*** INFORMATION PROVIDED ***

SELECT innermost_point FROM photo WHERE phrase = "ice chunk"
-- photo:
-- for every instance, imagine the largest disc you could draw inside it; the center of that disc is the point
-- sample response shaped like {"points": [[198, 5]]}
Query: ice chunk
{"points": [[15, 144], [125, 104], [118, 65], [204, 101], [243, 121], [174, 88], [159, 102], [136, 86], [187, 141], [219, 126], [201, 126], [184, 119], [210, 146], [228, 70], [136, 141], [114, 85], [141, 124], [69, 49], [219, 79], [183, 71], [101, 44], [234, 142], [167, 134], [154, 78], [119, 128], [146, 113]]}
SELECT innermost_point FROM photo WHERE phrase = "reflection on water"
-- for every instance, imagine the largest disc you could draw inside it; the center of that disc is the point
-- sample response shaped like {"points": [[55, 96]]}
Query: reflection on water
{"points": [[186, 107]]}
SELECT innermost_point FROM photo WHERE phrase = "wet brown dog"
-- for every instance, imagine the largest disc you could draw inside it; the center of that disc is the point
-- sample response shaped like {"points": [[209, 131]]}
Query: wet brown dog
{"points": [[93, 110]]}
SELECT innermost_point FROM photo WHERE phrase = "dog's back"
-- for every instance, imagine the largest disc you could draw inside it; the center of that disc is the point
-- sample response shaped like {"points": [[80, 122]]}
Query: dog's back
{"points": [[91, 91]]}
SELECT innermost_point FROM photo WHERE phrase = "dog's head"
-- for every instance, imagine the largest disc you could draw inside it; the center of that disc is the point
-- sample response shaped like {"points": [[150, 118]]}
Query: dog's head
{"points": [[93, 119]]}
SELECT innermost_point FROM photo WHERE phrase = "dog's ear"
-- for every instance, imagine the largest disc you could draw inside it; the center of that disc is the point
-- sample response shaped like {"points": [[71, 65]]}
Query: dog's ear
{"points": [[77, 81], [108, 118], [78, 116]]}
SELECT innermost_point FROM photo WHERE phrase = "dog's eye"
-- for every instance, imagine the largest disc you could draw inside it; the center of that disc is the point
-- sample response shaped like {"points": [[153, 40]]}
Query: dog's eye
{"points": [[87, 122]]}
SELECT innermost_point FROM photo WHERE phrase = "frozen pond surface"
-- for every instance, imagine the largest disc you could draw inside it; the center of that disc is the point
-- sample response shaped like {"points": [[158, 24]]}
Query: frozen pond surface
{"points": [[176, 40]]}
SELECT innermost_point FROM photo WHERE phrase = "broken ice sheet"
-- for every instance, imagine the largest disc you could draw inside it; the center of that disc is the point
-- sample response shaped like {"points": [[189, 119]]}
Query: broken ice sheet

*** End of INFORMATION PROVIDED ***

### WHAT YOU NEED TO DO:
Nothing in the entries may change. Retype them all.

### RESULT OF THIS TASK:
SELECT innermost_point FROM photo WHERE phrase = "ice chunk"
-- photo:
-- for every instance, imagine the largest disc you could draw inside it; the center of that disc is the point
-- sample response shaped like {"points": [[198, 5]]}
Query: ice chunk
{"points": [[15, 144], [125, 104], [118, 65], [204, 101], [243, 121], [174, 88], [159, 102], [136, 86], [187, 141], [219, 126], [201, 126], [184, 119], [210, 146], [228, 70], [136, 141], [114, 85], [141, 124], [69, 49], [219, 79], [183, 71], [101, 44], [234, 142], [167, 134], [154, 78], [119, 128], [146, 113]]}
SELECT innermost_point FROM photo WHERE phrase = "reflection on water"
-- for every instance, imagine the largest disc you could draw inside it; the center of that disc is the point
-- sample response shaped like {"points": [[55, 96]]}
Query: reflection on water
{"points": [[186, 107]]}
SELECT innermost_point FROM photo WHERE phrase = "wet brown dog"
-- for every instance, imagine the largest disc you could draw inside it; the center of that disc is the point
-- sample response shaped like {"points": [[209, 131]]}
Query: wet brown dog
{"points": [[93, 110]]}
SELECT innermost_point FROM photo WHERE phrase = "dog's back"
-- for every instance, imagine the largest disc you could draw inside it; the center of that disc is the point
-- sample response shaped like {"points": [[80, 122]]}
Query: dog's back
{"points": [[91, 91]]}
SELECT innermost_point FROM photo WHERE phrase = "dog's head"
-- for every instance, imagine the largest disc you could draw inside it; the center of that disc is the point
-- sample response shaped like {"points": [[150, 118]]}
Query: dog's head
{"points": [[93, 119]]}
SELECT innermost_point FROM photo WHERE phrase = "dog's ear"
-- for every instance, imagine the largest disc you could draw inside it; the center of that disc is the point
-- sample response shaped like {"points": [[71, 65]]}
Query: dog's ear
{"points": [[77, 81], [108, 118], [78, 116]]}
SELECT innermost_point FROM photo WHERE phrase = "dog's eye"
-- for every instance, imagine the largest disc you could draw inside it; the center of that disc is the point
-- sample response shaped like {"points": [[153, 40]]}
Query: dog's eye
{"points": [[87, 122]]}
SELECT innermost_point FROM photo WHERE phrase = "frozen pond surface"
-- for every instance, imagine the largest disc you could draw inside it; the center of that disc is the point
-- sample response shaped like {"points": [[158, 24]]}
Query: frozen pond surface
{"points": [[176, 40]]}
SELECT innermost_point FROM photo WHERE phrase = "broken ice sheet"
-- for every instance, imagine the largest disc you could draw inside it; the center of that disc is the point
-- sample response shaped like {"points": [[189, 119]]}
Query: broken ice sheet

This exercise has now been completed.